Task goal:
Beneath this sentence is a set of records; write each of them out exactly.

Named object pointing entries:

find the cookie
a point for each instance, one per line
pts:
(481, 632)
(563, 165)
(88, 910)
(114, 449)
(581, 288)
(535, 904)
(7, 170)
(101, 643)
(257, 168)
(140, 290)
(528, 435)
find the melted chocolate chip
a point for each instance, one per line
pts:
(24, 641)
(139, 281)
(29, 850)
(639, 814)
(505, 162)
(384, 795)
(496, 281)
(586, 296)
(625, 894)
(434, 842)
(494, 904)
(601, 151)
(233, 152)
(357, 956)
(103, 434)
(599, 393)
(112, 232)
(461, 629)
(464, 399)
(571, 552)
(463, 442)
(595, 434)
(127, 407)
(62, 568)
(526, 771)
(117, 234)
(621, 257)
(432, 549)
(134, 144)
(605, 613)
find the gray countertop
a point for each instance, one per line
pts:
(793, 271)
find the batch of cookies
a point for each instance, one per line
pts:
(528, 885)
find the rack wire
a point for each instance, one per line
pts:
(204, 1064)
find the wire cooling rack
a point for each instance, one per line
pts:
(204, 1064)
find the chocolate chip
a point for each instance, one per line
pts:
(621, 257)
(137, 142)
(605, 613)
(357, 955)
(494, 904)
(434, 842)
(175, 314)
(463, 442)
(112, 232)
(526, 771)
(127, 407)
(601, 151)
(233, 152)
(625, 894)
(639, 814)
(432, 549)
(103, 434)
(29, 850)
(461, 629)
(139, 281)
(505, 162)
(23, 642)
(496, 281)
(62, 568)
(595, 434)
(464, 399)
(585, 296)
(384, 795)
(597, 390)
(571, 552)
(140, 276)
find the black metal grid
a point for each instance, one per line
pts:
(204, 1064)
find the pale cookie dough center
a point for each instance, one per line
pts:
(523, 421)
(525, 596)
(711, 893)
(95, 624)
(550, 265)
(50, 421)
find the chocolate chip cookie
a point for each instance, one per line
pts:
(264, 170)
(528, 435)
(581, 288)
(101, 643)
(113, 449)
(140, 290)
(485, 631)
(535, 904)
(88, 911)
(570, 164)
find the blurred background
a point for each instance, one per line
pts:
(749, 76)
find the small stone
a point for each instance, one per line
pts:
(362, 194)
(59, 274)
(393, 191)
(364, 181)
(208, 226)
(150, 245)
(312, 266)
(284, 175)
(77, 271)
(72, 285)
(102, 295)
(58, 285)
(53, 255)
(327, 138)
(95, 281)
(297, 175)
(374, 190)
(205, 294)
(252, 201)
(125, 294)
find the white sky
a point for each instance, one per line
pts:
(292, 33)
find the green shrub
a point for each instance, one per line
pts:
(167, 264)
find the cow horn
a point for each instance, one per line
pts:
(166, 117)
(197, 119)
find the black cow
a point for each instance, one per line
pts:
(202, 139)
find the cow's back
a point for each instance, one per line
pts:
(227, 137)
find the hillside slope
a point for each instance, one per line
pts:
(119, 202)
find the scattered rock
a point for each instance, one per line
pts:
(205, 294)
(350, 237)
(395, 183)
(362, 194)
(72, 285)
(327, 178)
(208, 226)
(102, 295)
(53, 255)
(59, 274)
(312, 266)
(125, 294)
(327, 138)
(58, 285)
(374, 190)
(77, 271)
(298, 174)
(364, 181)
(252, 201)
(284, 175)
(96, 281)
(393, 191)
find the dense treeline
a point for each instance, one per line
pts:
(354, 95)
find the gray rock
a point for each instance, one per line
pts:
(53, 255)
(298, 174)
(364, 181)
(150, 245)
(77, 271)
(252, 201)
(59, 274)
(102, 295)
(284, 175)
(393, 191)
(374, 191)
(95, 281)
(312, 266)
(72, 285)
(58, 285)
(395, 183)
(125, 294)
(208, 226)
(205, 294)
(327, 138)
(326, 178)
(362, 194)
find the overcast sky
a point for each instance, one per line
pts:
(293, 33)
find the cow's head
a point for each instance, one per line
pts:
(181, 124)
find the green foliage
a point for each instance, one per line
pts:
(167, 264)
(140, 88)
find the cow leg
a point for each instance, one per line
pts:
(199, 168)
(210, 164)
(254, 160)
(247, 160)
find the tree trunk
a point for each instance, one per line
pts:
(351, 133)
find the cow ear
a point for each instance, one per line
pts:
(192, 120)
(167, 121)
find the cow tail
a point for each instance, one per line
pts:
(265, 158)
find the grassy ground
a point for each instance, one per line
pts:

Task output:
find the cookie
a point for each instance, one per line
pts:
(481, 632)
(563, 165)
(88, 910)
(114, 449)
(581, 288)
(535, 904)
(7, 170)
(101, 643)
(257, 168)
(140, 290)
(528, 435)
find the melted chocolate chip
a point for each instance, one per line
pts:
(24, 641)
(139, 281)
(29, 850)
(639, 814)
(505, 162)
(384, 795)
(496, 281)
(586, 296)
(625, 894)
(434, 842)
(494, 904)
(601, 151)
(233, 152)
(357, 956)
(103, 434)
(599, 393)
(112, 232)
(461, 629)
(464, 399)
(571, 552)
(463, 442)
(595, 434)
(127, 407)
(62, 568)
(526, 771)
(117, 234)
(621, 257)
(432, 549)
(134, 144)
(605, 613)
find the gray countertop
a point for each instance, one per line
pts:
(793, 271)
find the batch of cookies
a point for each instance, one per line
pts:
(528, 885)
find the rack wire
a point for each instance, one per line
pts:
(204, 1064)
find the wire cooling rack
a point for each instance, one per line
pts:
(204, 1064)
find the chocolate chip
a point for each instance, one per line
pts:
(621, 257)
(137, 142)
(605, 613)
(357, 955)
(494, 904)
(434, 842)
(175, 314)
(463, 442)
(112, 232)
(526, 771)
(127, 407)
(601, 151)
(233, 152)
(625, 894)
(639, 814)
(432, 549)
(103, 434)
(29, 850)
(461, 629)
(139, 281)
(505, 162)
(23, 642)
(496, 281)
(62, 568)
(595, 434)
(464, 399)
(585, 296)
(384, 795)
(597, 390)
(571, 552)
(140, 276)
find the black metal grid
a point for each instance, one per line
pts:
(204, 1064)
find the pale cookie dough center
a point for each instance, one per line
pts:
(523, 421)
(525, 596)
(711, 893)
(95, 624)
(550, 265)
(50, 421)
find the chocolate chip cookie
a point for each instance, one per line
pts:
(264, 170)
(528, 435)
(581, 288)
(101, 643)
(113, 449)
(140, 290)
(485, 631)
(535, 904)
(88, 911)
(570, 164)
find the blurred background
a point for each instance, one per line
pts:
(749, 76)
find the small stone
a point for each instance, one per line
pts:
(362, 194)
(59, 274)
(393, 191)
(364, 181)
(208, 226)
(150, 245)
(312, 266)
(284, 175)
(77, 271)
(72, 285)
(102, 295)
(58, 285)
(53, 255)
(327, 138)
(95, 281)
(297, 175)
(374, 190)
(205, 294)
(252, 201)
(125, 294)
find the white sky
a point for each instance, one per line
pts:
(292, 33)
find the green shrub
a point for each instance, one per line
pts:
(167, 264)
find the cow horn
a point for each instance, one per line
pts:
(166, 117)
(197, 119)
find the black cow
a point for each instance, one per line
pts:
(202, 139)
find the cow's back
a point for each instance, one per line
pts:
(227, 137)
find the hillside slope
a point for each instance, one per line
pts:
(119, 202)
find the scattered rock
a point for each instance, one per line
pts:
(205, 294)
(350, 237)
(395, 183)
(362, 194)
(72, 285)
(327, 178)
(208, 226)
(102, 295)
(53, 255)
(59, 274)
(312, 266)
(125, 294)
(327, 138)
(58, 285)
(374, 190)
(77, 271)
(298, 174)
(364, 181)
(252, 201)
(284, 175)
(96, 281)
(393, 191)
find the dense treeline
a point for each instance, one per line
pts:
(354, 95)
find the gray rock
a point for each instance, one per line
pts:
(53, 255)
(298, 174)
(364, 181)
(150, 245)
(77, 271)
(252, 201)
(59, 274)
(102, 295)
(284, 175)
(393, 191)
(374, 191)
(95, 281)
(312, 266)
(72, 285)
(58, 285)
(395, 183)
(125, 294)
(208, 226)
(205, 294)
(327, 138)
(326, 178)
(362, 194)
find the overcast sky
a point for each instance, one per line
pts:
(293, 33)
find the cow's head
a point for each instance, one per line
pts:
(181, 124)
find the green foliage
a point for each instance, one per line
pts:
(167, 264)
(140, 88)
find the cow leg
a point for each instance, one per line
pts:
(199, 168)
(210, 164)
(254, 160)
(247, 160)
find the tree trunk
a point for each instance, one per line
pts:
(351, 133)
find the cow ear
a point for each instance, one per line
pts:
(192, 120)
(167, 121)
find the cow tail
a point for each instance, one per line
pts:
(265, 158)
find the grassy ground
a point for each instance, one per line
pts:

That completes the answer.